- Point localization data
=====

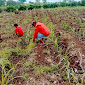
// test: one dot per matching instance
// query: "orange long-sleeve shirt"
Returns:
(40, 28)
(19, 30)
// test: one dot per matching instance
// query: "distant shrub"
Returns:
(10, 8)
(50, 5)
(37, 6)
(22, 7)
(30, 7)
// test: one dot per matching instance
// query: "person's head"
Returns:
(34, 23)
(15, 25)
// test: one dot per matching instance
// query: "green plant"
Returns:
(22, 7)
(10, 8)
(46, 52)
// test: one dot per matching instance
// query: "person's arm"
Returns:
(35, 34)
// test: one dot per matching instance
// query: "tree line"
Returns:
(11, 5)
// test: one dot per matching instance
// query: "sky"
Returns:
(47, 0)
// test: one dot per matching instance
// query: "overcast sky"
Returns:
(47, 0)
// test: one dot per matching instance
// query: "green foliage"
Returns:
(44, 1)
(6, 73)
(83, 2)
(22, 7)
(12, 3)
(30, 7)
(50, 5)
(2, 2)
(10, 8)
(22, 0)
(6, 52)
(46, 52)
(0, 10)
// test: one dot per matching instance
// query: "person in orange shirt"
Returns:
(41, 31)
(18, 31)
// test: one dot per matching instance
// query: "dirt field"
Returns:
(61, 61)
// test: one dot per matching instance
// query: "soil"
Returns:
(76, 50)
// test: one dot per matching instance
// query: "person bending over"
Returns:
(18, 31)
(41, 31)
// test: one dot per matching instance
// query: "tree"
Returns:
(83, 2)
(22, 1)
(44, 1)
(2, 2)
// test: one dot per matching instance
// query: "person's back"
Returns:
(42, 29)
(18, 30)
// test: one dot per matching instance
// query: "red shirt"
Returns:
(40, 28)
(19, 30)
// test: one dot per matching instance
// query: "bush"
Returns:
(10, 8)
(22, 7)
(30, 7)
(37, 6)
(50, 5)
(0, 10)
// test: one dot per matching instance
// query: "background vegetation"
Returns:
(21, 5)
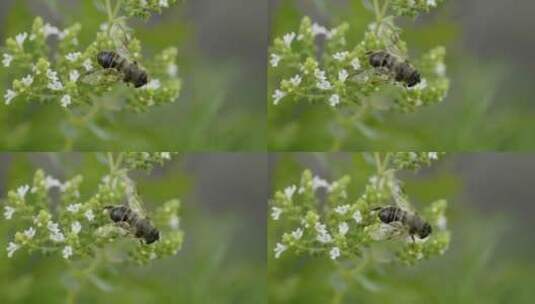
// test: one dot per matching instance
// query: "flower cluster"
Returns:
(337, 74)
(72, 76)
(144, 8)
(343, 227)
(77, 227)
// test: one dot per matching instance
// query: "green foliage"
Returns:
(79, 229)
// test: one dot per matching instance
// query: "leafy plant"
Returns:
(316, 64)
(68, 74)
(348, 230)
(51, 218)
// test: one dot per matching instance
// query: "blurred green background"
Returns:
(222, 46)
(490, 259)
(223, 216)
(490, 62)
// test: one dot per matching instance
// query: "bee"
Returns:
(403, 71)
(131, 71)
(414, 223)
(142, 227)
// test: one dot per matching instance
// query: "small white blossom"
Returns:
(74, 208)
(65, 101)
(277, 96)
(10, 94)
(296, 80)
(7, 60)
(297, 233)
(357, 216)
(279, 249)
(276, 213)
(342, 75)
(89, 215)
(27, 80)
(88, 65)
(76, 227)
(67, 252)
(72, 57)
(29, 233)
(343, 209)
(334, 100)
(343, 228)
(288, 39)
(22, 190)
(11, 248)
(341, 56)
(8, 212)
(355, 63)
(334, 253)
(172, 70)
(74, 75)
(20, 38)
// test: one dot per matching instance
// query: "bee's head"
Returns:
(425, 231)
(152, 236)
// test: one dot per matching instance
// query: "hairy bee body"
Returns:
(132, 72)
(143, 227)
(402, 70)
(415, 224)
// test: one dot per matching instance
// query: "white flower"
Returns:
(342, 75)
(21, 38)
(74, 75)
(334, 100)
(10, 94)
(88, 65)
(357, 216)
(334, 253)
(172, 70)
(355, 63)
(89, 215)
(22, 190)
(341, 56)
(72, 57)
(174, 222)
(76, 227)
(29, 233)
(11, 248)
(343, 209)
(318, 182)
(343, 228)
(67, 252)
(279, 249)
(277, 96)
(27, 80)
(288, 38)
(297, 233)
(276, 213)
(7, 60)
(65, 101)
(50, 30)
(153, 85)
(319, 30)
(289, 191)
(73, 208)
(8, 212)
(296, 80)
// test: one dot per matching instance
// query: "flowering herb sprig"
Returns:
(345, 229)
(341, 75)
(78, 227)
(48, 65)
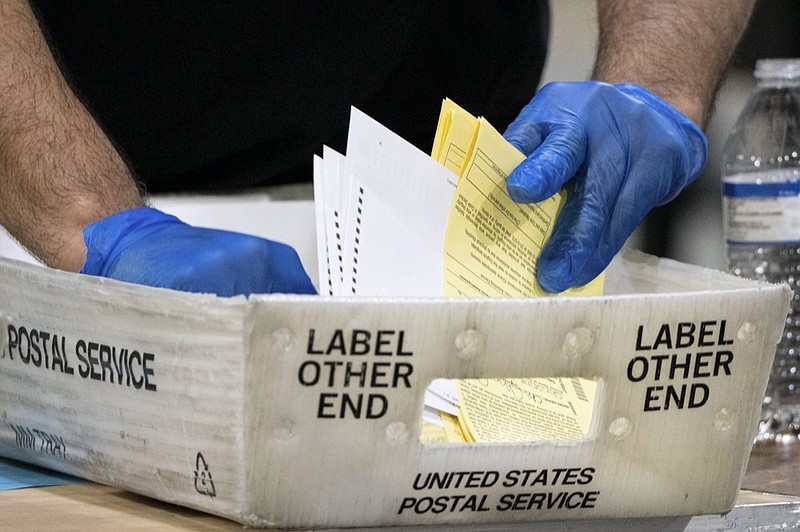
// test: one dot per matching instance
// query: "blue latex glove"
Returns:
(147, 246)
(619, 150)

=====

- ASSIGNMENT
Among the lines of the data, which ones contain the word "shirt"? Show them.

- RESULT OF THE TASK
// query: "orange long-sleeve shirt"
// query: "person in orange shirt"
// query: "red shirt"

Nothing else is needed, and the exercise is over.